─── ENTRIES PROVIDED ───

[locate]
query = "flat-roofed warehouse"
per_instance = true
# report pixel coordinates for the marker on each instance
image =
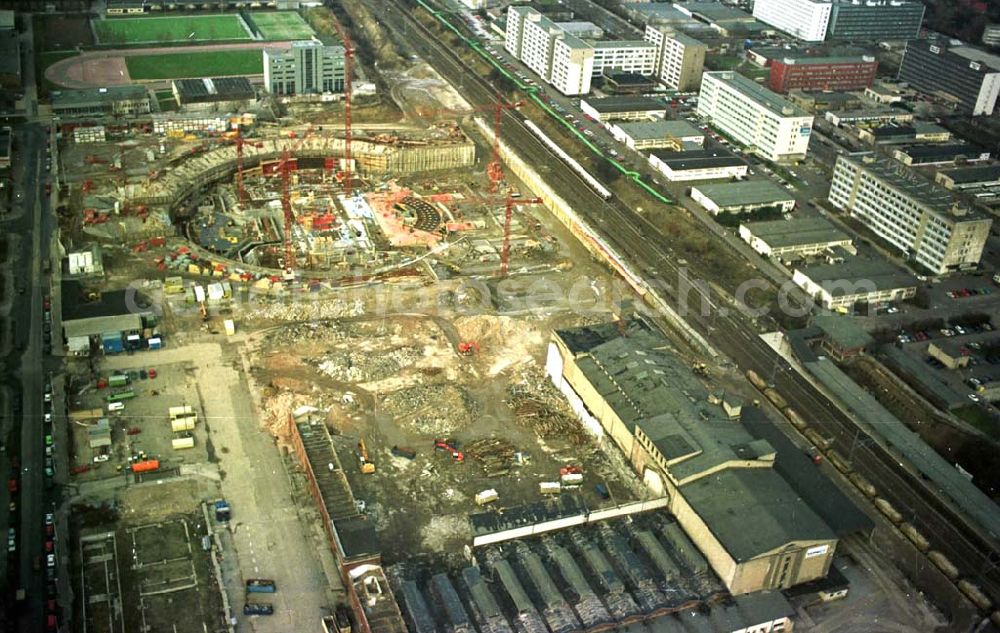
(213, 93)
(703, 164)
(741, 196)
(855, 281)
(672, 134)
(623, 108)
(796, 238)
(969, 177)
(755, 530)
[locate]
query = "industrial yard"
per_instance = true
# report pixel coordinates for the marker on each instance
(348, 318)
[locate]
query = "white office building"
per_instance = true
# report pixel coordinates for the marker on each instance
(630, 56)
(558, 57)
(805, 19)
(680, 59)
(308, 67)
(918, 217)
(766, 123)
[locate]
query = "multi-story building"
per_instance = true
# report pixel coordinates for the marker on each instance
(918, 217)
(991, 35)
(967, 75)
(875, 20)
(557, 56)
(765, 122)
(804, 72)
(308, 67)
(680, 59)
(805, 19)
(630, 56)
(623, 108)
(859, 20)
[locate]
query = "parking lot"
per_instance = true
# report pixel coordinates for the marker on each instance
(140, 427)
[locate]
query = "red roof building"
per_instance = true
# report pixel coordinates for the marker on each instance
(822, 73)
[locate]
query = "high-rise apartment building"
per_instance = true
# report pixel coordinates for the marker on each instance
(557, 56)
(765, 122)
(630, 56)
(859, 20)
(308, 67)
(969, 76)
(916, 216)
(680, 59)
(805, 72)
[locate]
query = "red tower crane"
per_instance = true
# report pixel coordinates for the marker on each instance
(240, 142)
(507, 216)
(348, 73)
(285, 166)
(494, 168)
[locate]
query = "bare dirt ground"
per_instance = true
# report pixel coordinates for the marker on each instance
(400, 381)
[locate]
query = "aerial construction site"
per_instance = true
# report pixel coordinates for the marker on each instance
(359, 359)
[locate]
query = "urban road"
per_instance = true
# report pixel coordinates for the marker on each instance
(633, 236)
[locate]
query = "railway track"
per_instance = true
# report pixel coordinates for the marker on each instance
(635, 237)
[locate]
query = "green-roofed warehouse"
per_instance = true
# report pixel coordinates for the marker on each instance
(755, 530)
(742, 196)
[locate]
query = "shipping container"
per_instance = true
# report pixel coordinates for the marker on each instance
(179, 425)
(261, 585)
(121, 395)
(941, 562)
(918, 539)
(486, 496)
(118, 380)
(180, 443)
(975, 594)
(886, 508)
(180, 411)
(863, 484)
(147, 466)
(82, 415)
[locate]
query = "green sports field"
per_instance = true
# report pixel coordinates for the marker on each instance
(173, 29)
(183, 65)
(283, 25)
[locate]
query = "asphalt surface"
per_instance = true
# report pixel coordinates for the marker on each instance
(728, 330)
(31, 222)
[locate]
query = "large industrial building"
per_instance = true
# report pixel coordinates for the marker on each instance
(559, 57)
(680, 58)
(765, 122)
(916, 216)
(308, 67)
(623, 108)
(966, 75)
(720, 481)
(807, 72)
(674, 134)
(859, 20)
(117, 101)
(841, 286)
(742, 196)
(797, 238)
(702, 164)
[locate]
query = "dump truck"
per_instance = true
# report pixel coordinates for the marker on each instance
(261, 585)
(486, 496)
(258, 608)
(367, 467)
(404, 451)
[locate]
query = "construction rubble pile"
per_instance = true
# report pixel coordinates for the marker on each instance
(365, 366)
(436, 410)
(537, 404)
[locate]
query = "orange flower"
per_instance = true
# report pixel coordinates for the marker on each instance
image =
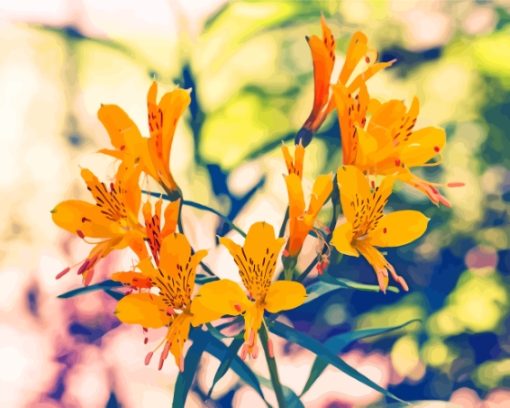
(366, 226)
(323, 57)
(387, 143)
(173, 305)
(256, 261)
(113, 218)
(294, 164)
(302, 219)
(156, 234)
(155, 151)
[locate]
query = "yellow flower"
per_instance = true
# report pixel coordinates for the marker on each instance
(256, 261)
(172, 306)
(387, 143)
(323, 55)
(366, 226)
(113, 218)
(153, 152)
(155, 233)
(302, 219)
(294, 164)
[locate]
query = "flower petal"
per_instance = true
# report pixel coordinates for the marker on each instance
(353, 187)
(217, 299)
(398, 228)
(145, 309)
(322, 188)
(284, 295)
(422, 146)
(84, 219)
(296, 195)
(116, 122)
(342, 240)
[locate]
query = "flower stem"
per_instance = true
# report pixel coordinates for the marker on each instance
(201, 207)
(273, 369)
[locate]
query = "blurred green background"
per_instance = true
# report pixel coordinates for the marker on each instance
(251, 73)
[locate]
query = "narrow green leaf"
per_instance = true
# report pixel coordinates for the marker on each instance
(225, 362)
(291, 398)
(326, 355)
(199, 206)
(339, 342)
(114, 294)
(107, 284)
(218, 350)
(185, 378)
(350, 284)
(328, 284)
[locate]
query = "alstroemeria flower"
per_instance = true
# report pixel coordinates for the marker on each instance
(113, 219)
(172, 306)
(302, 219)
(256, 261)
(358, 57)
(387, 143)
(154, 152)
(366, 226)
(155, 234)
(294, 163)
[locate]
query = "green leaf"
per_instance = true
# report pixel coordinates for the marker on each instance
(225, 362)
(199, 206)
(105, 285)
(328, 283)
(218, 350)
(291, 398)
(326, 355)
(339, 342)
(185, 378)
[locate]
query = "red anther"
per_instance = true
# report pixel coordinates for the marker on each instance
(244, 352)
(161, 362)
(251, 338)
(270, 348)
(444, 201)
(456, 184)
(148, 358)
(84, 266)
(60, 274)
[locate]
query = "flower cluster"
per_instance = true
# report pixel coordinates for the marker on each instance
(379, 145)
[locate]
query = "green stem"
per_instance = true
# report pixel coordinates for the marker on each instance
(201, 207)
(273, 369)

───
─── ENTRIES PROVIDED ───

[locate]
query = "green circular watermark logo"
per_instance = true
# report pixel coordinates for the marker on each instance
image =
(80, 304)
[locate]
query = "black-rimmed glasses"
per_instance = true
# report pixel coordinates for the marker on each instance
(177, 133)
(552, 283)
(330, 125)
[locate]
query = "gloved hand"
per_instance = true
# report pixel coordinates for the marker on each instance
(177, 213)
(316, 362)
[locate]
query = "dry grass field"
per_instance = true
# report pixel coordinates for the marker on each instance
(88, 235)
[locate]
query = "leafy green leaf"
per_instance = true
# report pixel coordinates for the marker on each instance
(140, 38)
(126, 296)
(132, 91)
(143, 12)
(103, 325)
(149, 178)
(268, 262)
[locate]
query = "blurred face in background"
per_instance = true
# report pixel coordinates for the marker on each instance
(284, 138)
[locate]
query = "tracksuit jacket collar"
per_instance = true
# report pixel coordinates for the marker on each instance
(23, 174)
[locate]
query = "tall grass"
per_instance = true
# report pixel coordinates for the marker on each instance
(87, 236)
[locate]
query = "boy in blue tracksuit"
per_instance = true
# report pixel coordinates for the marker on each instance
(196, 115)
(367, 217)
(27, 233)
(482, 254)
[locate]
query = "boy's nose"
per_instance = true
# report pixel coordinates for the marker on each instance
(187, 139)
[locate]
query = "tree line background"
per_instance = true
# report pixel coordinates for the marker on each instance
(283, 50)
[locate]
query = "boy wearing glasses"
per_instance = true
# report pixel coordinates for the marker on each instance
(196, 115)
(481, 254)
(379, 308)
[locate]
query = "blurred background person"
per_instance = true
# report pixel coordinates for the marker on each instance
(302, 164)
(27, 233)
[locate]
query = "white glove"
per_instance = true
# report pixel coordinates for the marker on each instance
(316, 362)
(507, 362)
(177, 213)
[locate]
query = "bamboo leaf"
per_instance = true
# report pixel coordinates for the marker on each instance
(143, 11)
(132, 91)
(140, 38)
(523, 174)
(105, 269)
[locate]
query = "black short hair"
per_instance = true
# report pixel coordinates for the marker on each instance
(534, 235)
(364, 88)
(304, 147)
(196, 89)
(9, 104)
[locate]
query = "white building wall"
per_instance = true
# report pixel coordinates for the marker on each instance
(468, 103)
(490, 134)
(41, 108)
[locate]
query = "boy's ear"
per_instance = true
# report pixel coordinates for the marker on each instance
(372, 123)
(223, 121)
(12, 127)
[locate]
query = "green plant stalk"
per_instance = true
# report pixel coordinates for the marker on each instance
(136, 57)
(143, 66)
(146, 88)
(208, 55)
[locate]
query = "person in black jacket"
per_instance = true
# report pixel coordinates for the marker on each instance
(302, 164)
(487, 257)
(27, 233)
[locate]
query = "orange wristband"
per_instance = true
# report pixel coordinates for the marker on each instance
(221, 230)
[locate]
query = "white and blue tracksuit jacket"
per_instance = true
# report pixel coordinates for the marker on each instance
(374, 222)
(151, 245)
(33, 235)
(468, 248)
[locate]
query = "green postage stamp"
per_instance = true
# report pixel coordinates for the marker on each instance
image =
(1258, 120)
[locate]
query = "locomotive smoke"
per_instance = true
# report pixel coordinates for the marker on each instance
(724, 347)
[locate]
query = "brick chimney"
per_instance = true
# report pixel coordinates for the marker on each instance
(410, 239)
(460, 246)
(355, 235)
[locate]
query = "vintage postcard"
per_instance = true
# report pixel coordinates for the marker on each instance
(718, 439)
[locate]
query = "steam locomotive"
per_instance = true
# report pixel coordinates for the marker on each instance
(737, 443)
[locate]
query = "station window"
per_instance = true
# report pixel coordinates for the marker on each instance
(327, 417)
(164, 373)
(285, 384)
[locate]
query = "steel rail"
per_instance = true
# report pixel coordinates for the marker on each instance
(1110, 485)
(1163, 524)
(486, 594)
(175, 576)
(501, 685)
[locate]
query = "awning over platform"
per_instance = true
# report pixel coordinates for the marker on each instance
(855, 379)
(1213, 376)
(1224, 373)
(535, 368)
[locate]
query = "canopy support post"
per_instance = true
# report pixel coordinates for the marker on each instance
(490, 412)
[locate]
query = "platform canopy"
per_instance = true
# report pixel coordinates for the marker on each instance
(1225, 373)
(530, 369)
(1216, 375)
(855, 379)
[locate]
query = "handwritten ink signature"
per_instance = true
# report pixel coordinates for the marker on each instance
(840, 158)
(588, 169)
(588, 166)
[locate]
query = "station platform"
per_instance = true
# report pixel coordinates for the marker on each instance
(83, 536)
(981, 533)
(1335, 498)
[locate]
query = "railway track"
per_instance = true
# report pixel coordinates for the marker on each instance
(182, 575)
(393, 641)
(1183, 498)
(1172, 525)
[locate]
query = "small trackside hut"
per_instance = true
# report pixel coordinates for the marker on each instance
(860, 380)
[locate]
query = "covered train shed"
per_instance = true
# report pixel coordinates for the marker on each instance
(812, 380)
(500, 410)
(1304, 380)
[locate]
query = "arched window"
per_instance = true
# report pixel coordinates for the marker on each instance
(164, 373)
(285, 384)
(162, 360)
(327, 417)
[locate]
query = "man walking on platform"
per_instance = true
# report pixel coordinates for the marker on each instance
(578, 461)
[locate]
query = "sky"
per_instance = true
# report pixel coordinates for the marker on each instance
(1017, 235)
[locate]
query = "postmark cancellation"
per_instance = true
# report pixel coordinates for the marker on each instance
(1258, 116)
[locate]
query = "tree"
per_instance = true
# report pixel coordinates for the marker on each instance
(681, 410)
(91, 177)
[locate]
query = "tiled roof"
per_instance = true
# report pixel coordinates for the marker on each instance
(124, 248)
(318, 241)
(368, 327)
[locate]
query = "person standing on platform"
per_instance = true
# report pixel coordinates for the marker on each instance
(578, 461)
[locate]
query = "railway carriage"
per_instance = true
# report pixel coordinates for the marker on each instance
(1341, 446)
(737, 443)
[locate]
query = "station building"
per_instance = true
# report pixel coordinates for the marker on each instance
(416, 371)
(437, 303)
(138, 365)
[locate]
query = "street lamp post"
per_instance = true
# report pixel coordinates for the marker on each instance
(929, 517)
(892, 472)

───

GIVEN EXERCISE:
Gather every line of the records that contains the word "platform" and list those lines.

RESULT OF THE EXERCISE:
query = "awning over platform"
query = "platform canopy"
query = "station platform"
query = "man walking on platform"
query = "person standing on platform"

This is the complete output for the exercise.